§ **TRECHO DO TEXTO**:
· · ·

A volta dos campeonatos de futebol está acontecendo em todo o Brasil por eximia pressão dos cartolas, especialmente no eixo Rio São Paulo, onde os grandes clubes movimentam milhões de reais, envolvendo uma cadeia incomensurável de negócios, incluindo patrocinadores, transações financeiras por ocasião da venda de jogadores, profissionais da área técnica, contratação de estádios para as aludidas partidas, entre outras coisas relacionadas ao certame. Mas esse retorno gradual dos eventos esportivos está sem graça. Serão partidas sem torcedores, sendo que em muitos casos não haverá sequer a transmissão pela televisão aberta. Isso por si só já é um problema, visto que nem todas as pessoas, sobretudo, a população mais humilde, dispõem de condições de assistir ao espetáculo através de canais pagos, ou ainda, por meio de outros acessos pela internet.
Ao perdurar este estilo do “novo normal”, inclusive para o mundo dos desportistas e torcedores, pode se imaginar a possibilidade de hábitos contemporâneos nesta arena. Não está longe a probabilidade do afastamento das grandes multidões no estádio nos dias de realização dos jogos. Pode ser que o coronavírus resulte em uma plateia mais comedida, sem a paixão tão comum de outrora, aquela coisa arrebatadora, exagerada, mas bonito de se assistir. É essa empolgação capaz de manter os times em evidência, por conta de pessoas que se engajavam em torcidas organizadas, participando de todas as promoções de seus clubes do coração, independentemente de suas respectivas posições nos campeonatos, seja nacional ou regional.

· · ·

§ **SEGMENTO DE DADOS**:
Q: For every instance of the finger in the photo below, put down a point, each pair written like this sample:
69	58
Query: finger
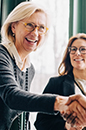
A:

· · ·

§ **EXERCÍCIO A**: Retorne, do texto sobre a volta dos campeonatos de futebol sem torcida, tudo o que vai de "A volta dos" até "acessos pela internet.".
§ **EXERCÍCIO B**: Dê sequência ao texto sobre a volta dos campeonatos de futebol sem torcida, começando logo após a última frase apresentada.

§ **ESPAÇO PARA RESPOSTA A**:
A volta dos campeonatos de futebol está acontecendo em todo o Brasil por eximia pressão dos cartolas, especialmente no eixo Rio São Paulo, onde os grandes clubes movimentam milhões de reais, envolvendo uma cadeia incomensurável de negócios, incluindo patrocinadores, transações financeiras por ocasião da venda de jogadores, profissionais da área técnica, contratação de estádios para as aludidas partidas, entre outras coisas relacionadas ao certame. Mas esse retorno gradual dos eventos esportivos está sem graça. Serão partidas sem torcedores, sendo que em muitos casos não haverá sequer a transmissão pela televisão aberta. Isso por si só já é um problema, visto que nem todas as pessoas, sobretudo, a população mais humilde, dispõem de condições de assistir ao espetáculo através de canais pagos, ou ainda, por meio de outros acessos pela internet.

§ **ESPAÇO PARA RESPOSTA B**:
O lamentável de tudo isso é que se os times de futebol estão autorizados a voltar as suas atividades, o mesmo não está ocorrendo com outros setores da sociedade. As escolas continuam sem aulas, o comércio e os clubes de lazer também marcam cem dias de fechamento. Então, teria de haver mais equilíbrio das autoridades ao analisar essas demandas do ponto de vista de envolver pessoas e aglomerações.
Para além desta realidade, em Minas Gerais há ainda uma disputa velada entre as determinações do governo do Estado e a Federação Mineira de Futebol, envolvendo alguns parceiros importantes. Enquanto grandes times estão autorizados a realizar os treinos, como é o caso de América Atlético, o Cruzeiro entrou na fila para buscar autorização da prefeitura da capital, visando conseguir também o intento. No interior estado, os prefeitos adoram fazer charme e, ao serem procurados pelos clubes para que sejam permitidas as atividades, naturalmente cumprindo as orientações das autoridades de saúde, há sempre um questionamento por parte dos chefes do Executivo, tendo como escopo a vontade de conquistar mais um pouco de fama, como se a COVID-19 fosse um espaço de mídia, reservado a homens públicos sem a devida consciência de que estamos vivendo um período de extrema dificuldade, com perdas de vidas e um isolamento social sem igual em toda história recente da humanidade.
É hora dos políticos e administradores abandonarem a vaidade e buscar atender os anseios da sociedade, respeitando os protocolos impostos pela ciência, sem perder de vista a situação dramática da atualidade. Deixemos para depois os louros, os holofotes e o reconhecimento formal de suas decisões acertadas, se é que elas existem ou existirão, mas no momento, tudo deve ser feito com parcimônia, sem arrogância, em nome de ajudar a combater essa crise sanitária, um desassossego em nossa vida.